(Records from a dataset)
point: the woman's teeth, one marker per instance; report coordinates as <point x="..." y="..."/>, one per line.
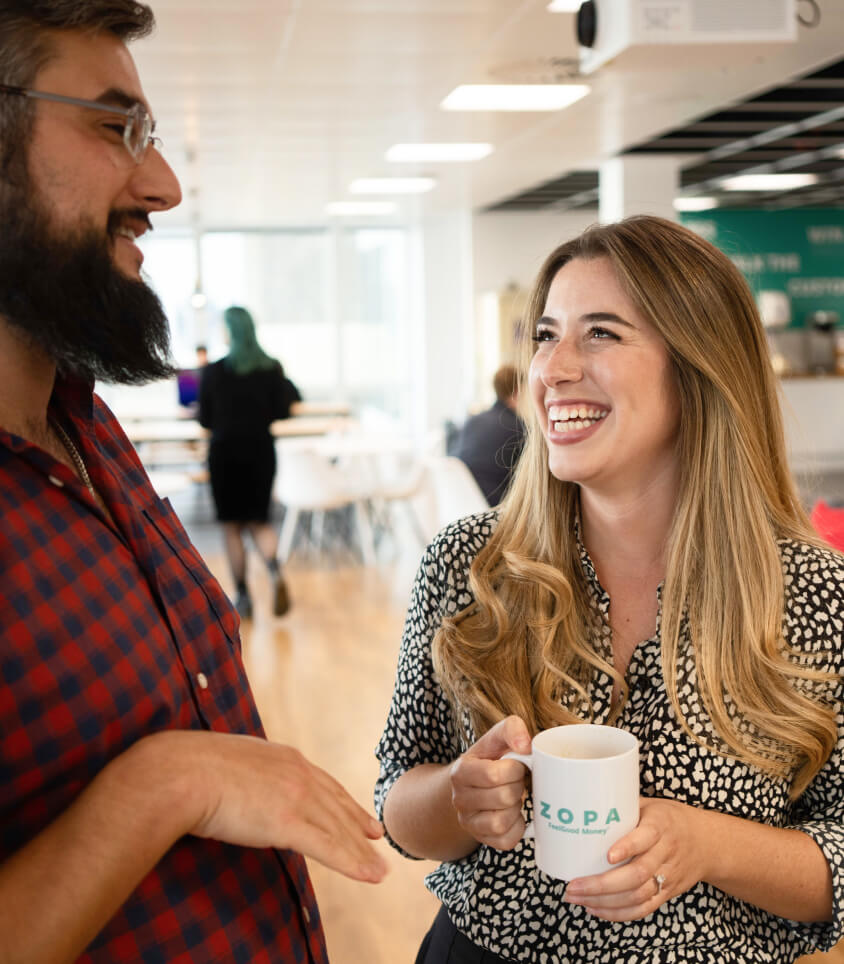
<point x="571" y="418"/>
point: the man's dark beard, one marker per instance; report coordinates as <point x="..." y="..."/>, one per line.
<point x="65" y="294"/>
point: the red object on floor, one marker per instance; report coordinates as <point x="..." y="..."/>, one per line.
<point x="829" y="523"/>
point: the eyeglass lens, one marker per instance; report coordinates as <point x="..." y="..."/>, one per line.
<point x="138" y="131"/>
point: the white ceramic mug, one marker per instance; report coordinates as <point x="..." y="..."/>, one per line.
<point x="585" y="796"/>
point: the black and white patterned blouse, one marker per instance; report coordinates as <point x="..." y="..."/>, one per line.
<point x="502" y="902"/>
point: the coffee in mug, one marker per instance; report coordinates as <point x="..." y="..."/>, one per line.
<point x="585" y="796"/>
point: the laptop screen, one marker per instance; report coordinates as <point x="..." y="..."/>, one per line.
<point x="187" y="380"/>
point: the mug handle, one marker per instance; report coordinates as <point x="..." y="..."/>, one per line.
<point x="527" y="760"/>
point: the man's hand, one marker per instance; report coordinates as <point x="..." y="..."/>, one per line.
<point x="486" y="791"/>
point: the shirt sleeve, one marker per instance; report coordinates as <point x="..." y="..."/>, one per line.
<point x="420" y="726"/>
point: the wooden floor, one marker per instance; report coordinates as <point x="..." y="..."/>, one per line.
<point x="323" y="677"/>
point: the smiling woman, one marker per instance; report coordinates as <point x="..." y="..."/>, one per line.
<point x="650" y="568"/>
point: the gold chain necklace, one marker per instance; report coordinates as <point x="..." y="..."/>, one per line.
<point x="76" y="458"/>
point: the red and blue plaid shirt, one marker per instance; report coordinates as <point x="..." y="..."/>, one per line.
<point x="109" y="634"/>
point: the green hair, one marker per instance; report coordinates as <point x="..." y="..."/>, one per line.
<point x="245" y="354"/>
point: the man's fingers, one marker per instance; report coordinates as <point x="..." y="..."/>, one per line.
<point x="348" y="854"/>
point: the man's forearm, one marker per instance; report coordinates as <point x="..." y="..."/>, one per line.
<point x="62" y="888"/>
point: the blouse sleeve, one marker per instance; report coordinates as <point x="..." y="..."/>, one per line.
<point x="420" y="726"/>
<point x="819" y="811"/>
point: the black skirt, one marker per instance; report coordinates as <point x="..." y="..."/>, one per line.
<point x="242" y="472"/>
<point x="444" y="944"/>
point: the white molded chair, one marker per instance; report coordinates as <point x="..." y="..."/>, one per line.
<point x="307" y="481"/>
<point x="449" y="492"/>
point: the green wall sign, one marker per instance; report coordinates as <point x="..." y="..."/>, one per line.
<point x="798" y="252"/>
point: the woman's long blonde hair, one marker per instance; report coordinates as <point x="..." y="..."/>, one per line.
<point x="524" y="646"/>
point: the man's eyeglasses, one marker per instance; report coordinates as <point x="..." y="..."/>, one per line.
<point x="137" y="131"/>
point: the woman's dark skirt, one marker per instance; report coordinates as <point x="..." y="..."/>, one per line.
<point x="444" y="944"/>
<point x="242" y="472"/>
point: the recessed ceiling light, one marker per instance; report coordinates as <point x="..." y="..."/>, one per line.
<point x="767" y="182"/>
<point x="392" y="185"/>
<point x="438" y="152"/>
<point x="695" y="203"/>
<point x="352" y="208"/>
<point x="524" y="97"/>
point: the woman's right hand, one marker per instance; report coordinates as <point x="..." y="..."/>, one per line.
<point x="486" y="791"/>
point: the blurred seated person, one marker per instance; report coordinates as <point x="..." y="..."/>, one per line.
<point x="490" y="442"/>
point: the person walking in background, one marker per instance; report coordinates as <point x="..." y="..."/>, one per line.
<point x="239" y="397"/>
<point x="651" y="568"/>
<point x="144" y="816"/>
<point x="490" y="442"/>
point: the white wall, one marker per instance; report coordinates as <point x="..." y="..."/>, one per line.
<point x="510" y="246"/>
<point x="508" y="249"/>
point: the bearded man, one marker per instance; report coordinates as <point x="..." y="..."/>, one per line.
<point x="143" y="815"/>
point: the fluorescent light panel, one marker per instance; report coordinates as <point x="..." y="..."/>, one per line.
<point x="391" y="185"/>
<point x="432" y="153"/>
<point x="515" y="97"/>
<point x="695" y="203"/>
<point x="767" y="182"/>
<point x="352" y="208"/>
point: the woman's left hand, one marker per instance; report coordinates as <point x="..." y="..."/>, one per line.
<point x="667" y="855"/>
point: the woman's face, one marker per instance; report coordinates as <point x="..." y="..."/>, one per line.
<point x="603" y="385"/>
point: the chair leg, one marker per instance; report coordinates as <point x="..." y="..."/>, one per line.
<point x="365" y="533"/>
<point x="415" y="524"/>
<point x="288" y="529"/>
<point x="318" y="530"/>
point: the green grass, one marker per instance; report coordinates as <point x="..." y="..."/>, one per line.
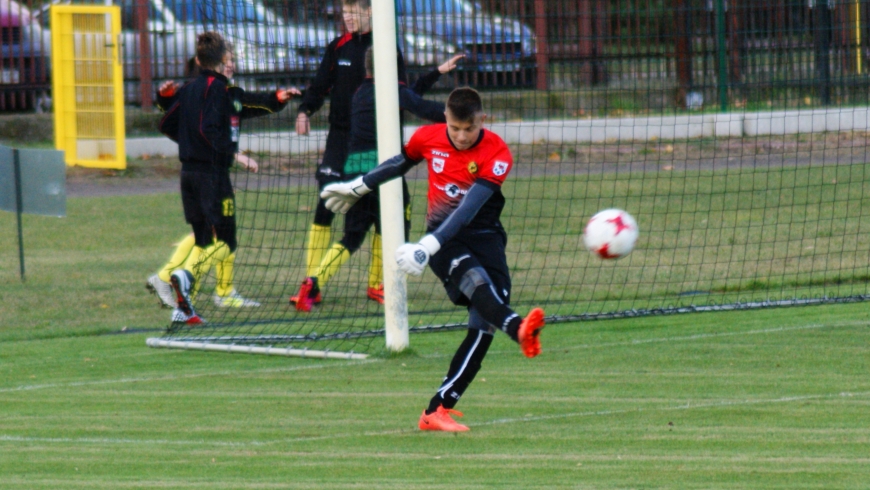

YOUR INSTRUCTIONS:
Gather every line of the records that contains the string "shirt", and copy each one in full. Case counts.

RIGHT ANSWER:
point: the shirt sleeve, one marker per instance; report coordinates as <point x="..." y="..."/>, one per line.
point: the red and blue plaid shirt, one marker per instance; report coordinates as <point x="..." y="..."/>, one per line.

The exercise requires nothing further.